■ What is required ■
Extract all of the data and reproduce it precisely.

[Point annotation dataset records]
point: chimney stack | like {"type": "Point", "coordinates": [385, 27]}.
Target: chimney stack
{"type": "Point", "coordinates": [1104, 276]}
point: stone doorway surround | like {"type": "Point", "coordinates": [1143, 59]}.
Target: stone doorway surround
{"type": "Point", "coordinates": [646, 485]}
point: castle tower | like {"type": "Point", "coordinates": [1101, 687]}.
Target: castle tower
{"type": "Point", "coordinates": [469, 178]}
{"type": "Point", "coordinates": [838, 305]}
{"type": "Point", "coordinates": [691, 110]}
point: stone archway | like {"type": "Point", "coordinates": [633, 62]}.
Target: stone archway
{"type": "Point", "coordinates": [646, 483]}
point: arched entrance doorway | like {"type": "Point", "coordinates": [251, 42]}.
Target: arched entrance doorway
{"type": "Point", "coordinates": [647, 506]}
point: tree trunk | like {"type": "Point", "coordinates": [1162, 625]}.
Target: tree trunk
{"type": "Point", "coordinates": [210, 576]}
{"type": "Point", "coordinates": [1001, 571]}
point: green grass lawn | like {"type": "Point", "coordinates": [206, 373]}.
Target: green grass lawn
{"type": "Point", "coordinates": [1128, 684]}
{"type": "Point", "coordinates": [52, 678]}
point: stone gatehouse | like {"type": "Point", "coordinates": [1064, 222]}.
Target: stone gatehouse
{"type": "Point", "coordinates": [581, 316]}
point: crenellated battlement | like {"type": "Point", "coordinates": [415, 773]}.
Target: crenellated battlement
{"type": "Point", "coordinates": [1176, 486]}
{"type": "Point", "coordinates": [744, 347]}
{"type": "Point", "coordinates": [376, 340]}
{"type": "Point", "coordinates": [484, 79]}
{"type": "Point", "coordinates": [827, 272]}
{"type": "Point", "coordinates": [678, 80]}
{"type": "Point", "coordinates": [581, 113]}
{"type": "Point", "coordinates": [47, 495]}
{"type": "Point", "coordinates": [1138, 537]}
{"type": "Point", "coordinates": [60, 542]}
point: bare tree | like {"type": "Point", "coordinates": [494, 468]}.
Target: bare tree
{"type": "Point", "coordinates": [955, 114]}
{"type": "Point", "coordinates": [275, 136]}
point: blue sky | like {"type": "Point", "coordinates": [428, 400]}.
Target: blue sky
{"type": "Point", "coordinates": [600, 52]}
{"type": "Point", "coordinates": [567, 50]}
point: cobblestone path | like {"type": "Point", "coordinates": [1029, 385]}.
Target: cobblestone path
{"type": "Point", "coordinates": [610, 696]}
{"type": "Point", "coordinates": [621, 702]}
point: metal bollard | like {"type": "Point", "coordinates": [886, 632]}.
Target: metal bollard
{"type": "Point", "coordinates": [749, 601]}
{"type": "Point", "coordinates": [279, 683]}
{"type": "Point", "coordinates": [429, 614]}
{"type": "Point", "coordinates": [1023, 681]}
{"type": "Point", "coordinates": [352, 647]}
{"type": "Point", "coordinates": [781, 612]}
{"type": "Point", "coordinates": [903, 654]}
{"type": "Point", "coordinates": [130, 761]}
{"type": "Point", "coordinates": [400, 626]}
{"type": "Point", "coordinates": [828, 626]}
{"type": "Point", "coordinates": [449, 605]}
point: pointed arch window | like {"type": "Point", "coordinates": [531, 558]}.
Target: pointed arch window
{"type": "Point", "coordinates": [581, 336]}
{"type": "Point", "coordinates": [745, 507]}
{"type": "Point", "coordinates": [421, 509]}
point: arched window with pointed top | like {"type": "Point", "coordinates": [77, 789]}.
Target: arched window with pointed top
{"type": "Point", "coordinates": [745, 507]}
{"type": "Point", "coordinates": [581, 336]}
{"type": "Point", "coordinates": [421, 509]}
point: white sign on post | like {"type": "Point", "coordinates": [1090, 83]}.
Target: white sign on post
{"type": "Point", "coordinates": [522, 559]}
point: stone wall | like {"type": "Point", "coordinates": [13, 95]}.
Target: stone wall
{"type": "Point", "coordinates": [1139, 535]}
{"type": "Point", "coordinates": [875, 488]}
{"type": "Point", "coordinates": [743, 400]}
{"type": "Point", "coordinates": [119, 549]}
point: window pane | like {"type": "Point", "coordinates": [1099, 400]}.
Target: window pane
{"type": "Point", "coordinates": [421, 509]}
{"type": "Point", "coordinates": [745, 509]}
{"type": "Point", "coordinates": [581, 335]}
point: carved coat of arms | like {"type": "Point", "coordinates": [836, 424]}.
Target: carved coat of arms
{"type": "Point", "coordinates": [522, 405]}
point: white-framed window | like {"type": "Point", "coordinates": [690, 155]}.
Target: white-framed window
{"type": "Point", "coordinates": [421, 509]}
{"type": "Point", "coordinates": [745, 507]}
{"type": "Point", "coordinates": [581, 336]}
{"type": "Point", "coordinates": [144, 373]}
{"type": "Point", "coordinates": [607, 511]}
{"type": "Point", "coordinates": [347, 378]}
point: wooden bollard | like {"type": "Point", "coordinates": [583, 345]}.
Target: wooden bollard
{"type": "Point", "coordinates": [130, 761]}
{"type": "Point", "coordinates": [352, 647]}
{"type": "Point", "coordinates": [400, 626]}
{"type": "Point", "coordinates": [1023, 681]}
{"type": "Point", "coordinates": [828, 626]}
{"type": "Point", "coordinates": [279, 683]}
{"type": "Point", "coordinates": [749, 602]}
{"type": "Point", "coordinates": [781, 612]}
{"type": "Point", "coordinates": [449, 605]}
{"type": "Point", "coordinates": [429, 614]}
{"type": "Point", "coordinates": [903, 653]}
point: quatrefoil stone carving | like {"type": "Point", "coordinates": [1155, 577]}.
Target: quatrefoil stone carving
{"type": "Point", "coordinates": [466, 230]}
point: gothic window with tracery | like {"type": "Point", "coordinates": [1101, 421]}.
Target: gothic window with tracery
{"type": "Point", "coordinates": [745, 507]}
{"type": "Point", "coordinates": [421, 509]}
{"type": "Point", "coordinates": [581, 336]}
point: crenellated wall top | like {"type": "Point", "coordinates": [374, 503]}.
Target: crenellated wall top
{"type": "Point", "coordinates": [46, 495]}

■ Output of the exercise ■
point: chimney stack | like {"type": "Point", "coordinates": [385, 27]}.
Target: chimney stack
{"type": "Point", "coordinates": [1104, 276]}
point: stone doorway surround | like {"type": "Point", "coordinates": [1143, 59]}.
Target: stone doorway surround
{"type": "Point", "coordinates": [646, 485]}
point: castle tower | like {"type": "Point", "coordinates": [1101, 687]}.
Target: castle tower
{"type": "Point", "coordinates": [469, 178]}
{"type": "Point", "coordinates": [838, 305]}
{"type": "Point", "coordinates": [691, 110]}
point: stone archway | like {"type": "Point", "coordinates": [633, 62]}.
Target: stone archway
{"type": "Point", "coordinates": [646, 483]}
point: arched entrance doorway | like {"type": "Point", "coordinates": [251, 42]}.
Target: arched entrance doorway
{"type": "Point", "coordinates": [647, 506]}
point: tree trunk | like {"type": "Point", "coordinates": [1162, 625]}.
Target: tree trunk
{"type": "Point", "coordinates": [210, 576]}
{"type": "Point", "coordinates": [1001, 571]}
point: green grass lawn | like {"type": "Point", "coordinates": [206, 373]}.
Target: green grass lawn
{"type": "Point", "coordinates": [1128, 684]}
{"type": "Point", "coordinates": [52, 678]}
point: stone gatehouse | like {"type": "Point", "coordinates": [1064, 222]}.
Target: stone gatehouse
{"type": "Point", "coordinates": [581, 316]}
point: crenellated battlement | like {"type": "Point", "coordinates": [415, 773]}.
Target: crenellated battlement
{"type": "Point", "coordinates": [1176, 486]}
{"type": "Point", "coordinates": [744, 347]}
{"type": "Point", "coordinates": [376, 340]}
{"type": "Point", "coordinates": [484, 79]}
{"type": "Point", "coordinates": [827, 272]}
{"type": "Point", "coordinates": [678, 80]}
{"type": "Point", "coordinates": [581, 113]}
{"type": "Point", "coordinates": [47, 495]}
{"type": "Point", "coordinates": [1138, 537]}
{"type": "Point", "coordinates": [60, 542]}
point: bare tree | like {"type": "Point", "coordinates": [494, 468]}.
Target: bare tree
{"type": "Point", "coordinates": [955, 114]}
{"type": "Point", "coordinates": [275, 136]}
point: blue sky | like {"type": "Point", "coordinates": [428, 400]}.
Target: blue sky
{"type": "Point", "coordinates": [600, 52]}
{"type": "Point", "coordinates": [567, 50]}
point: cobblestone path | like {"type": "Point", "coordinates": [1029, 385]}.
Target: cobblestone path
{"type": "Point", "coordinates": [610, 696]}
{"type": "Point", "coordinates": [621, 702]}
point: metal bollard | like {"type": "Point", "coordinates": [886, 632]}.
Target: metal bollard
{"type": "Point", "coordinates": [749, 601]}
{"type": "Point", "coordinates": [279, 683]}
{"type": "Point", "coordinates": [429, 614]}
{"type": "Point", "coordinates": [1023, 681]}
{"type": "Point", "coordinates": [352, 647]}
{"type": "Point", "coordinates": [781, 612]}
{"type": "Point", "coordinates": [903, 654]}
{"type": "Point", "coordinates": [130, 761]}
{"type": "Point", "coordinates": [400, 626]}
{"type": "Point", "coordinates": [828, 626]}
{"type": "Point", "coordinates": [449, 605]}
point: pointed arch window | like {"type": "Point", "coordinates": [531, 558]}.
Target: pointed arch window
{"type": "Point", "coordinates": [581, 336]}
{"type": "Point", "coordinates": [745, 507]}
{"type": "Point", "coordinates": [421, 509]}
point: arched window with pointed top | like {"type": "Point", "coordinates": [77, 789]}.
Target: arched window with pointed top
{"type": "Point", "coordinates": [745, 507]}
{"type": "Point", "coordinates": [581, 336]}
{"type": "Point", "coordinates": [421, 509]}
point: white sign on post | like {"type": "Point", "coordinates": [1090, 83]}.
Target: white sign on post
{"type": "Point", "coordinates": [522, 559]}
point: stone wall | like {"type": "Point", "coordinates": [13, 95]}.
Target: stone wall
{"type": "Point", "coordinates": [1139, 535]}
{"type": "Point", "coordinates": [875, 488]}
{"type": "Point", "coordinates": [743, 400]}
{"type": "Point", "coordinates": [119, 549]}
point: window pane | like {"type": "Point", "coordinates": [1099, 400]}.
Target: window pane
{"type": "Point", "coordinates": [421, 509]}
{"type": "Point", "coordinates": [745, 509]}
{"type": "Point", "coordinates": [581, 335]}
point: carved coat of arms | like {"type": "Point", "coordinates": [836, 424]}.
Target: carved coat of arms
{"type": "Point", "coordinates": [522, 405]}
point: white-framed window | like {"type": "Point", "coordinates": [690, 155]}.
Target: white-framed window
{"type": "Point", "coordinates": [421, 509]}
{"type": "Point", "coordinates": [745, 507]}
{"type": "Point", "coordinates": [581, 336]}
{"type": "Point", "coordinates": [144, 373]}
{"type": "Point", "coordinates": [607, 511]}
{"type": "Point", "coordinates": [347, 378]}
point: wooden bollard | like {"type": "Point", "coordinates": [583, 345]}.
Target: wooden bollard
{"type": "Point", "coordinates": [130, 761]}
{"type": "Point", "coordinates": [352, 647]}
{"type": "Point", "coordinates": [400, 626]}
{"type": "Point", "coordinates": [1023, 681]}
{"type": "Point", "coordinates": [828, 626]}
{"type": "Point", "coordinates": [279, 683]}
{"type": "Point", "coordinates": [749, 602]}
{"type": "Point", "coordinates": [781, 612]}
{"type": "Point", "coordinates": [449, 605]}
{"type": "Point", "coordinates": [429, 614]}
{"type": "Point", "coordinates": [903, 653]}
point: quatrefoil stone carving | like {"type": "Point", "coordinates": [1155, 577]}.
Target: quatrefoil stone carving
{"type": "Point", "coordinates": [466, 230]}
point: gothic window with tracery | like {"type": "Point", "coordinates": [1101, 421]}.
Target: gothic window with tracery
{"type": "Point", "coordinates": [745, 507]}
{"type": "Point", "coordinates": [421, 509]}
{"type": "Point", "coordinates": [581, 336]}
point: crenellated wall top | like {"type": "Point", "coordinates": [374, 503]}.
Target: crenellated wall top
{"type": "Point", "coordinates": [46, 495]}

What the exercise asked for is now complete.